Fuente |
■ ■ ■ ■ ■ ■ ■

# bozo



## nwon

Hola a todos,

Hoy encontré esta palabra y esperaba que alguien me diera un poco de información sobre ella, como la etimología y si es una palabra que sabe el público general. Me parece una palabra rarísima en cuanto a lo que se refiere (probablement porque no tenemos nada semejante en inglés).

Gracias


----------



## Neo1961

Sería bueno que nos compartieras el contexto en el que lo leíste u oíste. Pero creo que te refieres al vello que comienza a crecerles a los muchachos sobre el labio superior y que dará origen al bigote. 
Saludos cordiales.


----------



## nwon

Disculpe, ese es el contexto mismo que falté.


----------



## Neo1961

nwon said:


> Disculpe, ese es el contexto mismo que falté.


----------



## Neo1961

Por otra parte, puedo decirte que es una expresión muy común entre hispanoparlantes.


----------



## Migueles

El origen etimológico de la palabra ‘_bozo_’ se halla en el término latino _buccĕus_ que literalmente quiere decir '_de la boca_'. La primera acepción de ‘_bozo_’ es, ‘_parte exterior de la boca_’ (algunas señoras acostumbran depilarse el bozo). La segunda es, ‘v_ello que aparece sobre el labio superior antes de salir el bigote_’. La tercera y última es, ‘_cuerda que se les pone a las caballerías rodeándoles la cabeza y la boca, dejando un cabo largo que sirve de *rienda o para atarlas_’.  



Saludos


----------



## Jonno

Neo1961 said:


> Por otra parte, puedo decirte que es una expresión muy común entre hispanoparlantes.



No por aquí. Aunque usamos habitualmente palabras derivadas como "bozal" o "embozo", nunca he usado ni he visto usar "bozo".


----------



## Adelaida Péndelton

Por aquí no es lo más habitual pero tampoco desconocida, es la única palabra que conozco para referirse a esa pelusa.


----------



## nwon

Que interesante, especialmente lo de las señoras. Supongo es más suave que decir  "bigote feminino". Es que en inglés, ni tenemos una palabra para distinguir esa pelusa. Es bigote (moustache) o nada. Me interesa las palabras derivativas también, como bozal y embozo. ¿Tienen la misma signifación, o son muy diferentes?


----------



## Jonno

No tienen el mismo significado, aunque sí tienen similitudes puesto que proceden de bozo y por tanto están relacionadas.

*Bozal*, aunque tiene más acepciones, por lo general es una estructura de cuero, plástico u otros materiales rígidos que se les pone a los perros en el hocico para que no muerdan. Y *embozo* es la parte de una sábana, manta, capa u otras prendas que cubre la cara de una persona.


----------



## Xiscomx

También:

Artículo enmendado.


Avance de la vigésima tercera edición


esbozo.
1. m. Acción y efecto de esbozar.
2. m. bosquejo (‖ traza primera).
3. m. Aquello que puede alcanzar mayor desarrollo y extensión.

■ ■ ■ ■ ■ ■ ■

Instrucciones de trabajo |
(A) Según el hilo sobre la palabra «bozo», ¿por qué «bozal» y «embozo» tienen similitudes aunque no signifiquen lo mismo? Explícalo en una a tres oraciones.
(B) En el hilo sobre la palabra «bozo», ¿de qué término latino proviene la palabra?
Las líneas que vienen a continuación no tienen relación con el hilo sobre la palabra «bozo».

Datos proporcionados |
■ ■ ■ ■ ■ ■ ■

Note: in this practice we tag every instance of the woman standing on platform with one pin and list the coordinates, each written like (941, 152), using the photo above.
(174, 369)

■ ■ ■ ■ ■ ■ ■

Respuestas esperadas |
(A) Tienen similitudes porque ambas proceden de «bozo» y, por tanto, están relacionadas.

(B) Del término latino «buccĕus», que literalmente quiere decir «de la boca».